Designed for: Credit assignment, on- versus off-policy.
Description: In the Roadrunner environment, an agent is tasked with moving along a 1-D plane, starting from position 0 up to a variable target position T = W-1. The goal of the agent is to arrive exactly at the target position. Moving beyond the target position means that the agent falls off a cliff, thus losing the game. The agent only has to option to increase or decrease its current speed, starting from zero. The agent needs to learn how to control its speed appropriately. Similar to missing the target position, slowing down too much also causes the agent to lose the game.
Variable parameters:
Environment size (W): How many cells the environment consists of.
Negative Reward Size (R): How much reward is given when the agent 1) falls off the cliff or 2) slows down beyond a speed of 0.

> **Provided information**
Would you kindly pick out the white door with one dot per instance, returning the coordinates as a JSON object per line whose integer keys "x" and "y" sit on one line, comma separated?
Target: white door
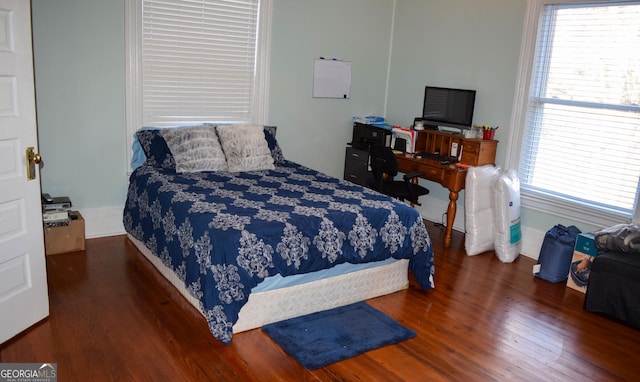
{"x": 24, "y": 298}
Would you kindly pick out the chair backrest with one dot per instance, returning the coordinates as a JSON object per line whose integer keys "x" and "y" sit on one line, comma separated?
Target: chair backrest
{"x": 383, "y": 161}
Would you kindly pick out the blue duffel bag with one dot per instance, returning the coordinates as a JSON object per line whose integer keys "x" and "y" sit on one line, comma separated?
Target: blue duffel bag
{"x": 556, "y": 253}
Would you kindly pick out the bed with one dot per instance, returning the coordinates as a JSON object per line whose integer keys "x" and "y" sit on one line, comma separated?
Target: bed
{"x": 268, "y": 239}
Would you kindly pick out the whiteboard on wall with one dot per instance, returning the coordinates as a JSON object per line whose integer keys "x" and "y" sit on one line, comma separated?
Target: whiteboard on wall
{"x": 331, "y": 79}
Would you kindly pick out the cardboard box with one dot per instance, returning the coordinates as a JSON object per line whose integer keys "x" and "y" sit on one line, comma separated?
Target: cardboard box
{"x": 584, "y": 250}
{"x": 65, "y": 239}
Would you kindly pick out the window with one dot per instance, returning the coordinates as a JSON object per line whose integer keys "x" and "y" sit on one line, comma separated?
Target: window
{"x": 194, "y": 61}
{"x": 580, "y": 110}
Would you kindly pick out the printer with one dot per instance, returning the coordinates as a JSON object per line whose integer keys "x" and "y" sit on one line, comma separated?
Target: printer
{"x": 365, "y": 136}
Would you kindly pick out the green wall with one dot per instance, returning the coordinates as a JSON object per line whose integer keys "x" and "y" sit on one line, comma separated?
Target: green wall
{"x": 396, "y": 48}
{"x": 79, "y": 74}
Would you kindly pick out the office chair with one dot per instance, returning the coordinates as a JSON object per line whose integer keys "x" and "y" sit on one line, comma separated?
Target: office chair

> **Work to complete**
Carry on the Roadrunner environment description after its last line. The data is separate material, unrelated to the Roadrunner environment description.

> **Expected output**
Max speed (MAX_SPEED): what the maximum speed is of the agent, which we need to limit to make tabular learning feasible.
State space:
MultiDiscrete([W, MAX_SPEED]). Unique state (x, dx) based on agent's location (x) and speed (dx).
Action space: Discrete(3). Agent can 1) do nothing, maintaining its current speed, 2) speed up, and 3) slow down. All these change the agent's speed (dx).
Dynamics: Every step the agent's location (x) is updated with its speed (dx). If the agent moves beyond W, the agent is reset to W. If the agent's speed drops below 0, the episode terminates.
Reward function: -1 at every step. Reaching the target position T gives +1. Falling off the cliff W gives R (default is -100). Slowing down below a speed of 0 also gives R.
Initial state: x = 0, dx=0.
Termination: Agent reaches T, or its speed drops below 0 (dx < 0), or the agent times out.
Compared algorithms (notebook): Q-Learning and SARSA.